◆ **PAGE TEXT**:
-=-=-
School achievement does not always lead to life achievement


Karen Arnold, a Boston College researcher, found that of 81 high school class valedictorians whose careers she followed, 95 percent went to college (with average grade point average or GPA of 3.6). Sixty percent eventually had graduate degrees; 90 percent had professional jobs, with 40 percent in top-tier jobs. How many went on to change or run the world, or even impressed the world? None, zilch, zero.

What schools teach

Eric Barker wrote Barking Up the Wrong Tree: The Surprising Science Behind Why Everything You Know About Success is (Mostly) Wrong. He observes, “… what makes students likely to be impressive in the classroom is the same thing that makes them less likely to be home-run hitters outside the classroom.”

Barker feels that schools reward students who consistently do what they’re told. Academic grades correlate only loosely with intelligence; standardized tests are better at measuring intelligence quotient. Grades are at best predictors of self-discipline, conscientiousness and ability to comply with rules.

Students often think their goal is to get high grades, not to learn. They conform, parrot the teachers and give answers that teachers want to hear.

School vs Life

Arnold believes that valedictorians “…are extremely well-rounded and successful, personally and professionally, but they’ve never been devoted to a single area in which they put all their passion. That is not usually a recipe for eminence.”

School has clear rules; life often doesn’t. School is a controlled environment. Like what Forrest Gump’s mama said, “Life’s like a box of chocolates. You don’t know what you’ll get when you open it.”
-=-=-
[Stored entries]
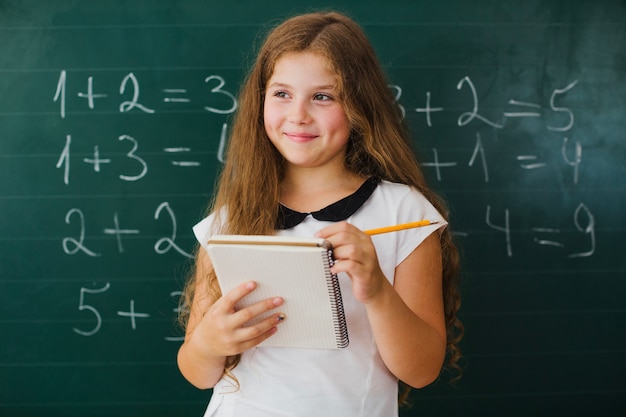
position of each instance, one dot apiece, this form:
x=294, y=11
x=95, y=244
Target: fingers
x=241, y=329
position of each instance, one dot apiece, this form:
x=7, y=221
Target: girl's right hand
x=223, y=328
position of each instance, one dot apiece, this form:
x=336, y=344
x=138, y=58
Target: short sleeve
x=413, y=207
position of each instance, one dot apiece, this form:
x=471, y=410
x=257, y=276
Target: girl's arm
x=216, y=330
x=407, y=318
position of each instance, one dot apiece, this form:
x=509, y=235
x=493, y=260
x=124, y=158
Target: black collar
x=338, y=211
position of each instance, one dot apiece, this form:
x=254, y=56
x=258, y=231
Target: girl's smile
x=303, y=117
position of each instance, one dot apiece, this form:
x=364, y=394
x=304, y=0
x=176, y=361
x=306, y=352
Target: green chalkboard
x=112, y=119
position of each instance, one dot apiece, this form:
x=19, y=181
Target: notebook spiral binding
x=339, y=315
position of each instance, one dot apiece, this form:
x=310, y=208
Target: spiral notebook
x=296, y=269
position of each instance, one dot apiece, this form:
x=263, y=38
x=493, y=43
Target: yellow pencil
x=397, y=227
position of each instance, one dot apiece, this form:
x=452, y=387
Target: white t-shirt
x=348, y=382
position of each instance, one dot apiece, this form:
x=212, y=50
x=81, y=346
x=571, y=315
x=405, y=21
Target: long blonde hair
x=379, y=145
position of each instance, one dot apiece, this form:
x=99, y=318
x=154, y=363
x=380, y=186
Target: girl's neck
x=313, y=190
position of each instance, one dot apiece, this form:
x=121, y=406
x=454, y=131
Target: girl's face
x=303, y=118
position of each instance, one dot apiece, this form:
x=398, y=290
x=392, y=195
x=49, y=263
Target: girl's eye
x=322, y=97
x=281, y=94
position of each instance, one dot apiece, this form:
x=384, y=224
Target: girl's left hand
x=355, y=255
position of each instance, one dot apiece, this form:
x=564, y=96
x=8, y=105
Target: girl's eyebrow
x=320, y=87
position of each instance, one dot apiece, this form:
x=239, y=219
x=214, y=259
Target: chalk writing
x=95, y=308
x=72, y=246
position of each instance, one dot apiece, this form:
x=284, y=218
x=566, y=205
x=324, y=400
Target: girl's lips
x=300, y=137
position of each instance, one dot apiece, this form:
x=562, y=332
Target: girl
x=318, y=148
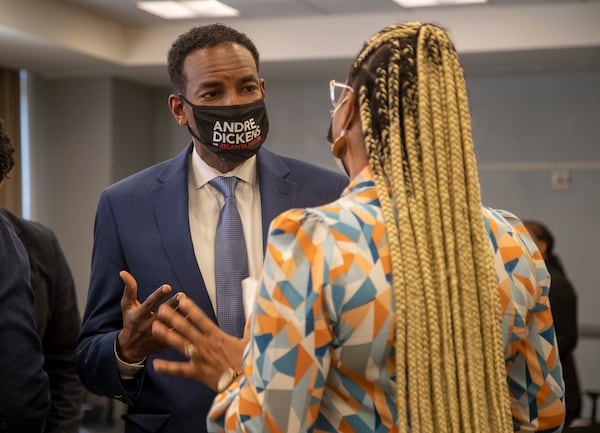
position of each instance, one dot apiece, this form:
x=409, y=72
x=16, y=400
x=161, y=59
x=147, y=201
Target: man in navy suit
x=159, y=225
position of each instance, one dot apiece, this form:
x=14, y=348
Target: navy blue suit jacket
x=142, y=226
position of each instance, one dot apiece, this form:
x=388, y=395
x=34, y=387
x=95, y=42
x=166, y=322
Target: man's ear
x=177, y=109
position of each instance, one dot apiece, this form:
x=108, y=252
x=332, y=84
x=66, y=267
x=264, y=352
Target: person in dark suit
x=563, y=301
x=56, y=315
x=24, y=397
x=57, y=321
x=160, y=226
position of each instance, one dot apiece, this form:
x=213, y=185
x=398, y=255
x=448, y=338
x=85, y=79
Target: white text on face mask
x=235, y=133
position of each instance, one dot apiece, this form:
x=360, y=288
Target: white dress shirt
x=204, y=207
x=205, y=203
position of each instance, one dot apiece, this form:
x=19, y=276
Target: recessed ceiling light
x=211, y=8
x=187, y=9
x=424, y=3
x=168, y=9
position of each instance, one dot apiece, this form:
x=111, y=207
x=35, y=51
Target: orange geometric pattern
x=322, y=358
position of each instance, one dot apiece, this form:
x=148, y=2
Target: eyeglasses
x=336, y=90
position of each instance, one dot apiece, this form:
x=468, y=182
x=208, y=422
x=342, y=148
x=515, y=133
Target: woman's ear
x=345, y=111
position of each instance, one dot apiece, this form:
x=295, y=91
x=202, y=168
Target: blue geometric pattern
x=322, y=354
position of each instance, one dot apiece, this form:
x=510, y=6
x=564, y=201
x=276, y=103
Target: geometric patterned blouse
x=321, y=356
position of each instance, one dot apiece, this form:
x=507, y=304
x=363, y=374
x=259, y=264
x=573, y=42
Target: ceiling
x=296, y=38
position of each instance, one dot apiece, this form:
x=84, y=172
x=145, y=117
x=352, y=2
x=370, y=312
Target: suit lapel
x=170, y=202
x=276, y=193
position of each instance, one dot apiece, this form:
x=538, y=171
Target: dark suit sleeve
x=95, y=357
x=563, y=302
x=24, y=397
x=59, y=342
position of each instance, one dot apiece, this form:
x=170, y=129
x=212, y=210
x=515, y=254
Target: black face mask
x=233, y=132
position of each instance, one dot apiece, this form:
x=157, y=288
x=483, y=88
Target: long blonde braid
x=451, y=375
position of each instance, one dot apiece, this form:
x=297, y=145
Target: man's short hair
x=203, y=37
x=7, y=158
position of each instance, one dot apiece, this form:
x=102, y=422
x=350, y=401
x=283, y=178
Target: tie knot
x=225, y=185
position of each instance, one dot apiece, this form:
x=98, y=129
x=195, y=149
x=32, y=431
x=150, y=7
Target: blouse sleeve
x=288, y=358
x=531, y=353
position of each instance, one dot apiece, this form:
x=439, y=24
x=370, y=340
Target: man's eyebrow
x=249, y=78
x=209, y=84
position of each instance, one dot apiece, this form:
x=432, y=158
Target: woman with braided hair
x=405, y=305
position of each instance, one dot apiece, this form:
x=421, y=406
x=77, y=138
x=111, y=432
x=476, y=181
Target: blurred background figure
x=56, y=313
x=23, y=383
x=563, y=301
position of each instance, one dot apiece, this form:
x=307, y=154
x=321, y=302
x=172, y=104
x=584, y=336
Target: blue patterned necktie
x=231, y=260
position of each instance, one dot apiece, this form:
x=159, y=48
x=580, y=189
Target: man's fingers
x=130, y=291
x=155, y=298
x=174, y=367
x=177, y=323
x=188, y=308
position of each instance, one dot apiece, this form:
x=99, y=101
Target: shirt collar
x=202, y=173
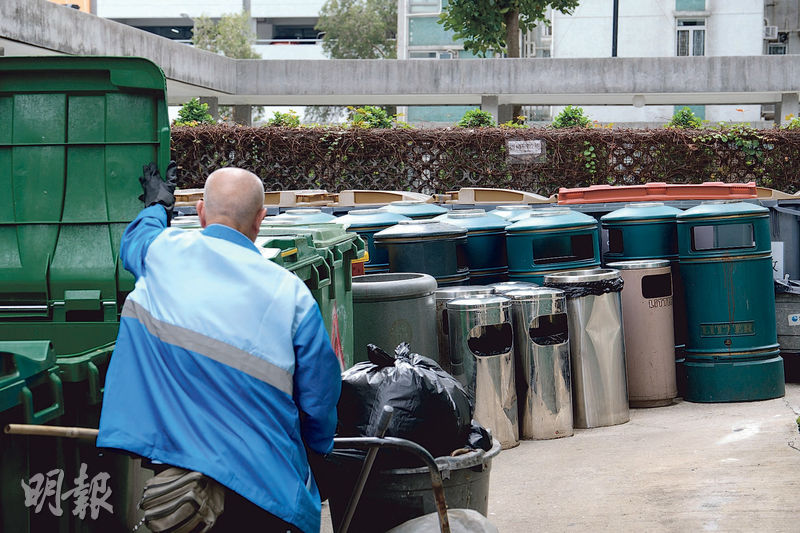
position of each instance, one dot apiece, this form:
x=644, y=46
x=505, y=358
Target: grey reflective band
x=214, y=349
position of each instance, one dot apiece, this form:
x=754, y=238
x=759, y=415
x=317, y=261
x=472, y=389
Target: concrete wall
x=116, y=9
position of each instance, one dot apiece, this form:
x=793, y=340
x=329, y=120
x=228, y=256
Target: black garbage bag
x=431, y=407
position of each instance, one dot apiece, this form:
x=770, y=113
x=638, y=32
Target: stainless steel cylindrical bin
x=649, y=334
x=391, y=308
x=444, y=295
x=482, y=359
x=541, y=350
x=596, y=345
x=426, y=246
-=-=-
◆ **WORK TO DO**:
1. Answer these questions from the article on school and life achievement:
(a) How many high school valedictorians did Karen Arnold follow?
(b) According to Barker, what are grades at best predictors of?
(c) What does the article say school has that life often doesn't?
2. Resume the article on school and life achievement from its final sentence.
The listing is separate material from the article on school and life achievement.

◆ **EXPECTED RESPONSES**:
1.
(a) 81
(b) Self-discipline, conscientiousness and ability to comply with rules
(c) Clear rules

2.
When there’s no clear path to follow, academic high achievers tend to break down. Shawn Achor, a researcher at Harvard, found that “college grades aren’t any more predictive of subsequent life success than rolling dice.” A study of over 700 American millionaires showed their average college GPA was 2.9. Many are even dropouts.

Barker continued, “The second reason is that schools reward being a generalist. There is little recognition of student passion or expertise. The real world, however, does the reverse.”

This means that if you want top grades, but you’re most passionate about math, you need to stop working on it alone, and try to also get high grades in history, science and civics. This generalist approach doesn’t lead to expertise. In real life, we almost all go on to careers in which one prominent skill is highly rewarded and other skills aren’t that important, although helpful.

Finland’s educational system

In the 1970s, Finland’s educational system was evaluation-based, just like those in other Western countries. More than 40 years ago, it decided to change, and today Finnish students and their educational system are No. 1 in the world, while the US ranks No. 29. According to the Business Insider, here’s why:

Finnish children don’t start school until they’re 7 years old. All children, bright or not, are taught in the same classroom. They rarely take exams, and aren’t asked to do homework. There’s only one mandatory standardized test — at age 16. Students are not measured during the first six years of education.

Here are some quick figures — 30 percent of children receive extra help during their first nine years in school; science classes are capped at 16 students to allow all students to perform daily experiments; elementary students have 75 minutes of recess versus 27 minutes in many countries; 93 percent graduate from high school; almost 60 percent go to college, while slightly over 40 percent go to vocational schools. The difference between the weakest and strongest students is very negligible. Since 2001, Finnish children are tops in reading, science and math.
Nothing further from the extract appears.